*Your goal*: Copy the lines of the material below, word for word, from the line with "Every instance of the blue shorts" to the line with "<point>889,261</point>", including both of those lines.

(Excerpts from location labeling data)
·····
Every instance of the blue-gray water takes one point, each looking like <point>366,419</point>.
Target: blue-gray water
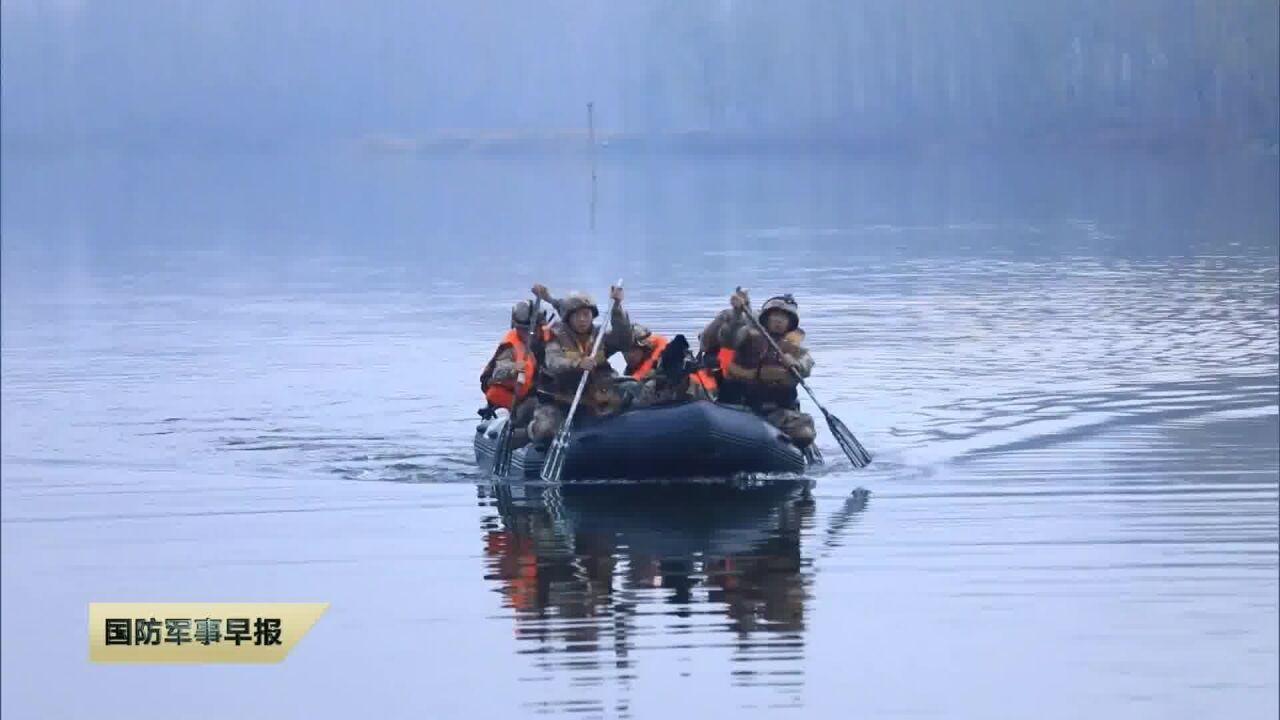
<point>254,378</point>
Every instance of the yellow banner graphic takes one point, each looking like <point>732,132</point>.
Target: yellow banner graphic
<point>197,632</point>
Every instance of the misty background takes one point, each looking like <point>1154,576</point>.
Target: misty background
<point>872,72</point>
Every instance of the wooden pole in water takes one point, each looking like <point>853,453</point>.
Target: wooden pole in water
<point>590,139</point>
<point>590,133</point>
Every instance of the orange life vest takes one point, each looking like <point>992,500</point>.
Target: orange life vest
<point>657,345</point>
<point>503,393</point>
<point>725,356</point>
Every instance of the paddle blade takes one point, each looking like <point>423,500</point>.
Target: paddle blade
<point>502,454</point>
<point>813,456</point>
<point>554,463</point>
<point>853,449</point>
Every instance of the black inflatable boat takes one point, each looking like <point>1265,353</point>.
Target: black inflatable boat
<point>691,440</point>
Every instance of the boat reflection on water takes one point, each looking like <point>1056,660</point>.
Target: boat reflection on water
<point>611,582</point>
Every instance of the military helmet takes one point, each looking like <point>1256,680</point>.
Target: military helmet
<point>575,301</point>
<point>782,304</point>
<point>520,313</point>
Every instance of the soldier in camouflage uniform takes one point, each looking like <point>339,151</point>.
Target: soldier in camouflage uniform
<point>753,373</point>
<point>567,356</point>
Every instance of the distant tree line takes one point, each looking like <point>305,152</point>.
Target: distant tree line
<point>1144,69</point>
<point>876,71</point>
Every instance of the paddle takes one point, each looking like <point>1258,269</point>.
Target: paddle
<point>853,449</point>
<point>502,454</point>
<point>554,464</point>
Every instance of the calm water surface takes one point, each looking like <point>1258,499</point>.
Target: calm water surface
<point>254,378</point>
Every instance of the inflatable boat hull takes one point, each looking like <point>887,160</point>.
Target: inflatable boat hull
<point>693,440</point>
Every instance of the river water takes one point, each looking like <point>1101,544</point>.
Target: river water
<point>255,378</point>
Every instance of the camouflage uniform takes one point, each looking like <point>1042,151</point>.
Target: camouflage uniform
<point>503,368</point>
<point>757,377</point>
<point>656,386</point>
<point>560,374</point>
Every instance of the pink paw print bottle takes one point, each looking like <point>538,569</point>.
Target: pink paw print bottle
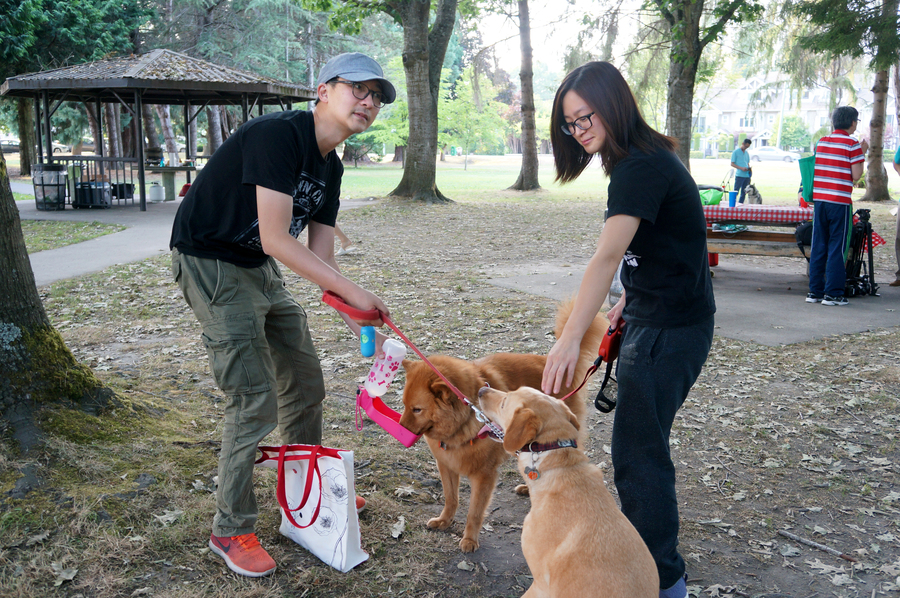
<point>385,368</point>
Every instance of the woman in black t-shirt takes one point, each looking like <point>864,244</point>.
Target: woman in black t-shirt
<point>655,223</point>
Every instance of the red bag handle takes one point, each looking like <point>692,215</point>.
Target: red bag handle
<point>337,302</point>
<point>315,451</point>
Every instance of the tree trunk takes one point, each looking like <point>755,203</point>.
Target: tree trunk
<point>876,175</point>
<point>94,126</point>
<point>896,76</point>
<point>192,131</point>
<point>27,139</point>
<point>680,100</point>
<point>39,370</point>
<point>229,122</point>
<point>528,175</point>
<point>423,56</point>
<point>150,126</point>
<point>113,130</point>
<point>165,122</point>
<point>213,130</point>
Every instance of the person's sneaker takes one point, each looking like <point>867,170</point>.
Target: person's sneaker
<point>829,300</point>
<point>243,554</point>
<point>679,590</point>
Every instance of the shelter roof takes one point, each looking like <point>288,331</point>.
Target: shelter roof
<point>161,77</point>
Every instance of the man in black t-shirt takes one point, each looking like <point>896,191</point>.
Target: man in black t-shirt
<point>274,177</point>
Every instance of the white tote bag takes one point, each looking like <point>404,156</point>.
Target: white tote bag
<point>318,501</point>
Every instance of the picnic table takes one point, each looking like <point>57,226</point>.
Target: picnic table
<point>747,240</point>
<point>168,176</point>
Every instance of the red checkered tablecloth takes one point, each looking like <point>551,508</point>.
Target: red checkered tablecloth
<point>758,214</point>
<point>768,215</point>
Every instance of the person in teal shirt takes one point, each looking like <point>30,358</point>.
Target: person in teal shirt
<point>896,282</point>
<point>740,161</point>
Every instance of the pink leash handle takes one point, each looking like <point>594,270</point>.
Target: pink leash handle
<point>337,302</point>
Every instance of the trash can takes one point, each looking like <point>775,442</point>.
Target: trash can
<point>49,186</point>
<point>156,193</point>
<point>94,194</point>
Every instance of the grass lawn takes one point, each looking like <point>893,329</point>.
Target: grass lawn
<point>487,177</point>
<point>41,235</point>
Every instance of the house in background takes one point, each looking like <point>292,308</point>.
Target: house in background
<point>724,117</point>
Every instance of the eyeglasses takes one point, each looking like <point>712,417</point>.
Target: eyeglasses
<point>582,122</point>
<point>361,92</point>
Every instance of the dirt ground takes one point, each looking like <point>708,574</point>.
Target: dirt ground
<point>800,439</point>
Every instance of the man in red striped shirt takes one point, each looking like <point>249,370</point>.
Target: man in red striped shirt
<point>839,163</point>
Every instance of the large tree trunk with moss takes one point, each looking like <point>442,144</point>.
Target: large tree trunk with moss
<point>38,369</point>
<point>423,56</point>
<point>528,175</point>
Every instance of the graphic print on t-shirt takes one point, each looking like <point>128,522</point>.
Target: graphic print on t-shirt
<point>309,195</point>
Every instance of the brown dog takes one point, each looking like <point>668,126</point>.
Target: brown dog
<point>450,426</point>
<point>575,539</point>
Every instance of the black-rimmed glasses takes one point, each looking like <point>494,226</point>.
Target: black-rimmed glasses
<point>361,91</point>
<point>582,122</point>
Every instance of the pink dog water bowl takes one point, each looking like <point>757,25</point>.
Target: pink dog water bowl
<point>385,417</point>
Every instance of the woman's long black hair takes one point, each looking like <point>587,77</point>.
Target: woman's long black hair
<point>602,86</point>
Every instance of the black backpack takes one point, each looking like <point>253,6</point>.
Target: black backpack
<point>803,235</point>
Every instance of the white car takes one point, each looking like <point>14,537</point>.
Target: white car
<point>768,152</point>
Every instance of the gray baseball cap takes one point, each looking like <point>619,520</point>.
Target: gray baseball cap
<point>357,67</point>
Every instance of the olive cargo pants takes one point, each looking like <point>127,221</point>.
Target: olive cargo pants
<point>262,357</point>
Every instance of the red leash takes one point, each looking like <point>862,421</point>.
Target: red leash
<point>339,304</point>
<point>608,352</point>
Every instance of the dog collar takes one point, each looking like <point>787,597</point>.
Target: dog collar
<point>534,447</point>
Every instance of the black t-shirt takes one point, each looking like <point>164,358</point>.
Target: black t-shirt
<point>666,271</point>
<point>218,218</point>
·····
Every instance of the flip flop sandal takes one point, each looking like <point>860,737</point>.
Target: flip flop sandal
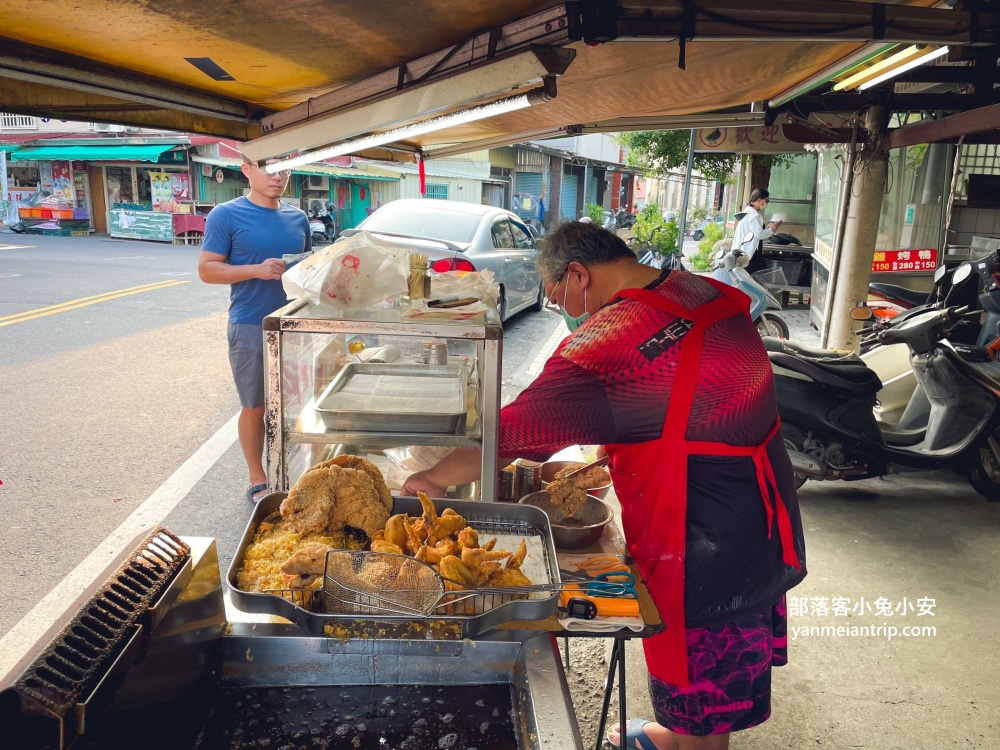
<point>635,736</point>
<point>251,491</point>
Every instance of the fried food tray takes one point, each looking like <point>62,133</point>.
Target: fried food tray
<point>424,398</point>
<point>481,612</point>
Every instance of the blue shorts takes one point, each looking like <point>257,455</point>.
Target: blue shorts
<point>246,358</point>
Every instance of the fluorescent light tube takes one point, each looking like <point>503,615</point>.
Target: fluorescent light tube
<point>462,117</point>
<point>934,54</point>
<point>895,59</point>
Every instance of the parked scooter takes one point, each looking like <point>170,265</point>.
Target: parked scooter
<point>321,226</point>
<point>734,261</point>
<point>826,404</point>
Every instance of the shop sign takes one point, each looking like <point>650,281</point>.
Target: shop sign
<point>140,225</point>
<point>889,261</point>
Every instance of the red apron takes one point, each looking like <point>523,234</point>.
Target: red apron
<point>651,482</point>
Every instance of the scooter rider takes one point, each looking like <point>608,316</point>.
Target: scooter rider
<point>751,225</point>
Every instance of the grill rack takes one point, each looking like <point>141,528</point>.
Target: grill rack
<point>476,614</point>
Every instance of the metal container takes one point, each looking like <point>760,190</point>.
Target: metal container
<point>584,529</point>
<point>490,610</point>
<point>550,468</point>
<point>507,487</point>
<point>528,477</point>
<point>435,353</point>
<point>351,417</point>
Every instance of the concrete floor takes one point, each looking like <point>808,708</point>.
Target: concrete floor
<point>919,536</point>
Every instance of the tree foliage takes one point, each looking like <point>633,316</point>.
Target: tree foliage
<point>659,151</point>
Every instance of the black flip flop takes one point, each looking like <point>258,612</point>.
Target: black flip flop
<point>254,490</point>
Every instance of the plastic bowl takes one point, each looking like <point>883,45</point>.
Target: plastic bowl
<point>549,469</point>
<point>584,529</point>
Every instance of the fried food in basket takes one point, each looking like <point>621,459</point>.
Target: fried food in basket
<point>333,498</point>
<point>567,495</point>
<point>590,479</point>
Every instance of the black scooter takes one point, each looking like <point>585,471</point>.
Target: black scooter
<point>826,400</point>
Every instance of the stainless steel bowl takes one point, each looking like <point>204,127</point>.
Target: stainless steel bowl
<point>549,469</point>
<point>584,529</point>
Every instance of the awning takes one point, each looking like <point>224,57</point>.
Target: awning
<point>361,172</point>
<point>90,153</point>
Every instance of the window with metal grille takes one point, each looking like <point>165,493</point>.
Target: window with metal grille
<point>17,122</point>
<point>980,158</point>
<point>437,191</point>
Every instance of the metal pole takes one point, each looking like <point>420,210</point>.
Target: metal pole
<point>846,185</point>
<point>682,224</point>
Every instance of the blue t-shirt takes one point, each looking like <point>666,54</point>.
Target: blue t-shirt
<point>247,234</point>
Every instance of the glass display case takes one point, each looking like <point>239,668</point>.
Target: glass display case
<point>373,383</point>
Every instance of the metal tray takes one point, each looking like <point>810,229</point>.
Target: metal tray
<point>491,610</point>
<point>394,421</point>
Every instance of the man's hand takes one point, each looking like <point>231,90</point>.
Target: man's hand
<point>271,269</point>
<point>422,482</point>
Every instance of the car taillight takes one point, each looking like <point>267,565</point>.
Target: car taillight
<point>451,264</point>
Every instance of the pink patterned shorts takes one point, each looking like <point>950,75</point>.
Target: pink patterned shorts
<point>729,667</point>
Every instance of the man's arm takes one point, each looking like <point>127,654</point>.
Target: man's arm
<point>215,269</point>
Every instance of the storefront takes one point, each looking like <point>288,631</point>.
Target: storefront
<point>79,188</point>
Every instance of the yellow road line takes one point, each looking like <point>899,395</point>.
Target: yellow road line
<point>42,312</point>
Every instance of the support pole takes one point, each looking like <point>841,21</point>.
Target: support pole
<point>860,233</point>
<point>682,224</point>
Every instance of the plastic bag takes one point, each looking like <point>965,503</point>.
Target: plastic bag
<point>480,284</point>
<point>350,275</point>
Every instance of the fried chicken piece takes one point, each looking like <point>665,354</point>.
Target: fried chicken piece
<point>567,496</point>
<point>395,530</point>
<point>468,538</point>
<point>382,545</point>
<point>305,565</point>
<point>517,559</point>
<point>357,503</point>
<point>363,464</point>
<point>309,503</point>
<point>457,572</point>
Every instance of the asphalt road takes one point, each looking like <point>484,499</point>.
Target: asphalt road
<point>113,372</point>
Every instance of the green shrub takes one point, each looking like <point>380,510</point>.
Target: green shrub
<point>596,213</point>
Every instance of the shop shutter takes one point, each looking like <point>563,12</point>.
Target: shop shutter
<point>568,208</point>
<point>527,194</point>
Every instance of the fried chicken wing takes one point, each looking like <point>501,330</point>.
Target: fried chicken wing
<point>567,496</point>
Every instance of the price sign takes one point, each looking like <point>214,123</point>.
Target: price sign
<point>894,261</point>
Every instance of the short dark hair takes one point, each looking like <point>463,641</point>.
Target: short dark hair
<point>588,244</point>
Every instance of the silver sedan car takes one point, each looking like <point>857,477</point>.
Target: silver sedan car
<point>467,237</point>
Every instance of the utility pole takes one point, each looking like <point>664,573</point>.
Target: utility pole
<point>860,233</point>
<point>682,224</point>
·····
*Result*:
Every instance of the blue shorts takes one point, each looking like <point>257,455</point>.
Target: blue shorts
<point>246,358</point>
Every instance of the fluorescent light tube takes one point, each looking like <point>503,615</point>.
Target: fluorescent light tube
<point>462,117</point>
<point>934,54</point>
<point>895,59</point>
Every instance of the parked scooter takes one point, each looking like <point>170,265</point>.
Target: parked scooter
<point>321,226</point>
<point>734,261</point>
<point>826,404</point>
Every instance of the shop sign takes one point, each looking like <point>650,281</point>.
Target: shop sign
<point>140,225</point>
<point>889,261</point>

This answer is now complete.